::: Material for this task :::
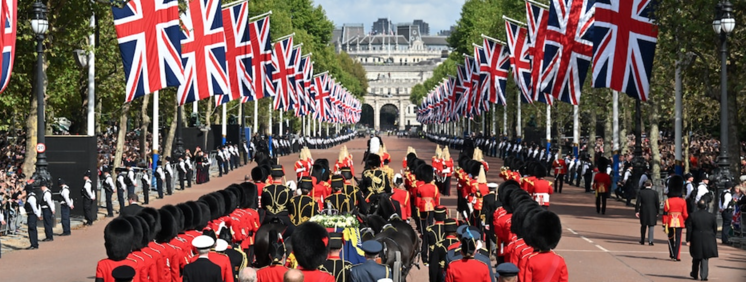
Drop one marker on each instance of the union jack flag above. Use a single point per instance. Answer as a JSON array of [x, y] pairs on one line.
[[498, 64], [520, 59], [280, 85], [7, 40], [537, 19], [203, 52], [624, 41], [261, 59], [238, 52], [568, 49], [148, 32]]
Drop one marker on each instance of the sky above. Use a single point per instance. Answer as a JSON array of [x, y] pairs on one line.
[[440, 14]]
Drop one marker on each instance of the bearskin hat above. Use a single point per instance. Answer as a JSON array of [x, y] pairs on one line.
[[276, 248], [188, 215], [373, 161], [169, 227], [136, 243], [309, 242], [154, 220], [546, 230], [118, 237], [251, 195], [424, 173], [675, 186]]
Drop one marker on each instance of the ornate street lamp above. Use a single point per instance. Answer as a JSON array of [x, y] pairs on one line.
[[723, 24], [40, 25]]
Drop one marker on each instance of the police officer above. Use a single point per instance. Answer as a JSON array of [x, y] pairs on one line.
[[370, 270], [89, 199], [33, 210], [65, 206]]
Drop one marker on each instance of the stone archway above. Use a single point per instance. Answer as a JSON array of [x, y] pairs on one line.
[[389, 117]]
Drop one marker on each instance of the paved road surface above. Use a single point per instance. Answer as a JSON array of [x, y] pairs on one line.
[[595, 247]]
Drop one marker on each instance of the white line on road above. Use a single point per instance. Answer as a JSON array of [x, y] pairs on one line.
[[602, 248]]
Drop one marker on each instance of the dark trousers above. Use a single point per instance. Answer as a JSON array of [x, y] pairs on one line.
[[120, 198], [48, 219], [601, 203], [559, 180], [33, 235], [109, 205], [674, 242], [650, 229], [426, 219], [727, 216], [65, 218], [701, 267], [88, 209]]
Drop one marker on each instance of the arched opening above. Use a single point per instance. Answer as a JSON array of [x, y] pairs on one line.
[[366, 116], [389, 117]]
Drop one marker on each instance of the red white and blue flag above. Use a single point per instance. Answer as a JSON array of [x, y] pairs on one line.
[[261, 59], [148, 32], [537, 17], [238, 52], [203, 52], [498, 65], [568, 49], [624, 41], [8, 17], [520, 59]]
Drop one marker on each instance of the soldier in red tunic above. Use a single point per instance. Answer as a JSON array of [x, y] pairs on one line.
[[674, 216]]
:::
> Description of the task
Only the lines from the one containing "Drop one marker on each instance of the red" through the last line of the records belong in the answer, each written out exactly.

> Task answer
Drop one marker on each instance of the red white and blue flag above. Use a single point per instance. Answer as a JSON array of [x, y] pairs on one line.
[[261, 59], [148, 32], [537, 17], [238, 52], [203, 52], [498, 65], [568, 49], [624, 41], [8, 17], [520, 59]]
Drop one marker on each instance of the soldier in red tunic above. Use a single point per instance. Answer as a JSON array of [x, y] pairs on one line.
[[674, 216]]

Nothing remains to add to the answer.